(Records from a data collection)
....
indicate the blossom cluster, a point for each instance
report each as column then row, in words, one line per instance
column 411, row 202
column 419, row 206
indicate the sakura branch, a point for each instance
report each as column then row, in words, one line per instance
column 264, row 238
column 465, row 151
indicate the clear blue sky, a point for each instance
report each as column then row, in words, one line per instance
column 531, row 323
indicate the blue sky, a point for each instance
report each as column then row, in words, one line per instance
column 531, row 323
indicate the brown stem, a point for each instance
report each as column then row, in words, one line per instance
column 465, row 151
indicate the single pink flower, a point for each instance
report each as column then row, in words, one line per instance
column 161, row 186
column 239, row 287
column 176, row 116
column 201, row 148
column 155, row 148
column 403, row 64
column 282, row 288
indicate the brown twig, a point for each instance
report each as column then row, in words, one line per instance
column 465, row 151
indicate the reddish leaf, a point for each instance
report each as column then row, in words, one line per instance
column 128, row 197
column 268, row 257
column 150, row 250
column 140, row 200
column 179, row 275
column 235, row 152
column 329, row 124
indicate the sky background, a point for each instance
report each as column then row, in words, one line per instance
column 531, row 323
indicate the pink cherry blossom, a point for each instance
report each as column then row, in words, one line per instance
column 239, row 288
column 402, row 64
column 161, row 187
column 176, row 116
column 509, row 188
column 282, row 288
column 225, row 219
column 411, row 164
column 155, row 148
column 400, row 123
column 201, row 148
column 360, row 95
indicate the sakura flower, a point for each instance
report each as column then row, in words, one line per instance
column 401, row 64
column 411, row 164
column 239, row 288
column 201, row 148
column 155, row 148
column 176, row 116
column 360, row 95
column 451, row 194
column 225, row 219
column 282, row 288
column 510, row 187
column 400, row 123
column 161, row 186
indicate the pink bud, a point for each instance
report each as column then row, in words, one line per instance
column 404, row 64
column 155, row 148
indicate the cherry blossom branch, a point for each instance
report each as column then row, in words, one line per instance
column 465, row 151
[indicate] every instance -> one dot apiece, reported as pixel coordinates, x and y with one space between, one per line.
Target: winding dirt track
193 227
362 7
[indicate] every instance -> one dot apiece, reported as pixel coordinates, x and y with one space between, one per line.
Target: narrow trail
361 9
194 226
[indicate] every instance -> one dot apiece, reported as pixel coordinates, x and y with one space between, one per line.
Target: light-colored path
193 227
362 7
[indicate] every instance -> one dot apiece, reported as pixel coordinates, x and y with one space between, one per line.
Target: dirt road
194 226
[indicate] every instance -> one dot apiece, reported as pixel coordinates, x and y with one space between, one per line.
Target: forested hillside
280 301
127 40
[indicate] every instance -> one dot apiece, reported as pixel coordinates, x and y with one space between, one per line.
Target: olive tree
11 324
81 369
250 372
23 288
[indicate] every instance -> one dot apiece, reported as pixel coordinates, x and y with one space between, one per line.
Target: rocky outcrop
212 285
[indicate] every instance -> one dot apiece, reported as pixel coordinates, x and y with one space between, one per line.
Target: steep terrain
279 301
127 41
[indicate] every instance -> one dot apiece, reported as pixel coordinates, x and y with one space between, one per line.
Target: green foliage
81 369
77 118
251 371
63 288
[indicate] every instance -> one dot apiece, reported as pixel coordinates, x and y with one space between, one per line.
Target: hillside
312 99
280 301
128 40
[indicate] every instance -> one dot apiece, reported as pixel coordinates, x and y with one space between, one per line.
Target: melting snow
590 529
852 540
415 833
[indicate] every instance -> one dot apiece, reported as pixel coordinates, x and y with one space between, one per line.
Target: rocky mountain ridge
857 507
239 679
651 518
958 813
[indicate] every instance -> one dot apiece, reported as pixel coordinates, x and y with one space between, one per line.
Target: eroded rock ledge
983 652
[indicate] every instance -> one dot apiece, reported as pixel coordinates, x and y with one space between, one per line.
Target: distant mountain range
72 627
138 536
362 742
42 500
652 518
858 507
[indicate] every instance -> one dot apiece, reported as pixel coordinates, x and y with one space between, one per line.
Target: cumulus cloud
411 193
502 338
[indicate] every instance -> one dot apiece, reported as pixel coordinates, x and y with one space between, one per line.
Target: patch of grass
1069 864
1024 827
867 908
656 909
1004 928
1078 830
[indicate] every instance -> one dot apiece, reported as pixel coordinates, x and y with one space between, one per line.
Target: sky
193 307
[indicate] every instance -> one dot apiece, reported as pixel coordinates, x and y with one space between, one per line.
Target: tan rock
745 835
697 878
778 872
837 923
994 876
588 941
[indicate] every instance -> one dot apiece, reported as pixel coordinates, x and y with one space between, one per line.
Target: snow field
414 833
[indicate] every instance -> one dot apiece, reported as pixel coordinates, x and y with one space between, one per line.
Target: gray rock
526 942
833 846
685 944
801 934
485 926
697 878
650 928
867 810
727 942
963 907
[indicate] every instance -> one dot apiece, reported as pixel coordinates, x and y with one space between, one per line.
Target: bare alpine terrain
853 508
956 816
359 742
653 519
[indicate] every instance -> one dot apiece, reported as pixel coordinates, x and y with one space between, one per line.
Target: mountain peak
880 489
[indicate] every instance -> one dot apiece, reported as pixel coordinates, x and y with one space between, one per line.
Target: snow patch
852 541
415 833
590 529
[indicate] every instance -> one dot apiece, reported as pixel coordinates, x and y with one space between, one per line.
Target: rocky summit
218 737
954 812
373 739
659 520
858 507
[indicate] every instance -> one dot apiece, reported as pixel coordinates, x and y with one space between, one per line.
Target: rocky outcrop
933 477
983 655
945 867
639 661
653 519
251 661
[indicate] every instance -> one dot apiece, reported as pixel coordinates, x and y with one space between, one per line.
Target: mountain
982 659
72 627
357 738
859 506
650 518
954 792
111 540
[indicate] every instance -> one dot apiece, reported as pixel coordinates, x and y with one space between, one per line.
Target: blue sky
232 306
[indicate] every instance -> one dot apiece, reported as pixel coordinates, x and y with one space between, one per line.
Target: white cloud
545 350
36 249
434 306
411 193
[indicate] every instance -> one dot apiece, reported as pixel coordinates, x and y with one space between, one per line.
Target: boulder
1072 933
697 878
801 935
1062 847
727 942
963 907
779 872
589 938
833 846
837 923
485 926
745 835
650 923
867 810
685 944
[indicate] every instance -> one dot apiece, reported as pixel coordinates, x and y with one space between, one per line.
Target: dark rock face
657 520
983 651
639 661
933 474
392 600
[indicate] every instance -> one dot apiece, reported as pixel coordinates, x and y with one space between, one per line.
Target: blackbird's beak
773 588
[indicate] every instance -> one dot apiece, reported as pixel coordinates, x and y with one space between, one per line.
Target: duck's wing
....
→ Task description: I need every line of the data that has the word "blossom"; please list them.

→ Task result:
indicate the blossom cluster, a point for each instance
indicate the pink cherry blossom, a point for each instance
indicate the cherry blossom branch, a point for each instance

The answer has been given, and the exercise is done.